## THE REQUEST
Recast the data from its first line through the line with "[265,0,448,217]", inclusive, as a numbered list, omitting blank lines.

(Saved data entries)
..........

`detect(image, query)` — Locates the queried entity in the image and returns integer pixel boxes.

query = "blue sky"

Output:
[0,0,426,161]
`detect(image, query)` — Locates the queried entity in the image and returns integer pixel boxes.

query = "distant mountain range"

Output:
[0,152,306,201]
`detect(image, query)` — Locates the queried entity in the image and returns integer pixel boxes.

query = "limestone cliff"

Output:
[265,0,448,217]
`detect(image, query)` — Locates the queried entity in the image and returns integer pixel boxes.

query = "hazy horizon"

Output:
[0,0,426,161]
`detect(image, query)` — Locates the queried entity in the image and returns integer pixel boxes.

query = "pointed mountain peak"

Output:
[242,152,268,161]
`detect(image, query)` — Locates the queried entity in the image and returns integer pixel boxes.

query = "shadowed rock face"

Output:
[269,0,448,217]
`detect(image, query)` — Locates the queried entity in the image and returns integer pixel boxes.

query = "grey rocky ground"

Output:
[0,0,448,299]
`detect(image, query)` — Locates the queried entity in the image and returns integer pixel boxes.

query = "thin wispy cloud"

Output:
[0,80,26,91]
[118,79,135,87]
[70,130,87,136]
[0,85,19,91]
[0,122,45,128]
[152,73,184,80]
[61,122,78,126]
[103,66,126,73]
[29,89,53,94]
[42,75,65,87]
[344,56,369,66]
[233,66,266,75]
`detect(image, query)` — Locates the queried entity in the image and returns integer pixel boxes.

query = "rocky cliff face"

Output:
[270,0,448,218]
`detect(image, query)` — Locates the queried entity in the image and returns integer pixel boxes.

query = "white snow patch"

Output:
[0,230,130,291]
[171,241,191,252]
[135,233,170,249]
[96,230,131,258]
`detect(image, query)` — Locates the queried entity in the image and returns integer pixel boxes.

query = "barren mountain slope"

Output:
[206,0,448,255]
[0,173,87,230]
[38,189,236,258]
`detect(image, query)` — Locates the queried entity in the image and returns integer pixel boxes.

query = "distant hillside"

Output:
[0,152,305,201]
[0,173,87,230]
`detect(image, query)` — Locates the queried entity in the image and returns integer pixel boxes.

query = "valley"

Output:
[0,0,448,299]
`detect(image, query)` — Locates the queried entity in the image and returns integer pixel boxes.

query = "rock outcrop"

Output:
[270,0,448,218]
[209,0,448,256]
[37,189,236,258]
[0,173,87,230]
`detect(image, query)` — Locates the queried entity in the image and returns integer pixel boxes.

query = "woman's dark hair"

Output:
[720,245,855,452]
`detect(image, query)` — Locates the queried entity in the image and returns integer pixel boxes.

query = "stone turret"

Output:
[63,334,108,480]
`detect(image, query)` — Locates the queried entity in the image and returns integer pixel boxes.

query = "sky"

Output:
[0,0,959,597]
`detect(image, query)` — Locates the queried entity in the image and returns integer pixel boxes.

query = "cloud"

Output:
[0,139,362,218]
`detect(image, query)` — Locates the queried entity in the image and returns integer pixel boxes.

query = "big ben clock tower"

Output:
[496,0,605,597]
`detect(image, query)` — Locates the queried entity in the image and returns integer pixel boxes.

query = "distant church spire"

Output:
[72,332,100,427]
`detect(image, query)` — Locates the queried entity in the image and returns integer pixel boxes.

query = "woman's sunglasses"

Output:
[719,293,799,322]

..........

## FINAL RESULT
1. `detect(image, query)` — Locates the queried entity in the image and returns integer pixel boxes.
2. query = "blue sky"
3. Output:
4. [0,0,426,161]
5. `detect(image, query)` — Locates the queried entity in the image and returns integer pixel boxes.
6. query = "distant mountain range"
7. Output:
8. [0,152,306,201]
9. `detect(image, query)` — Locates the queried entity in the image and returns integer pixel boxes.
10. query = "limestone cliff"
11. Output:
12. [265,0,448,217]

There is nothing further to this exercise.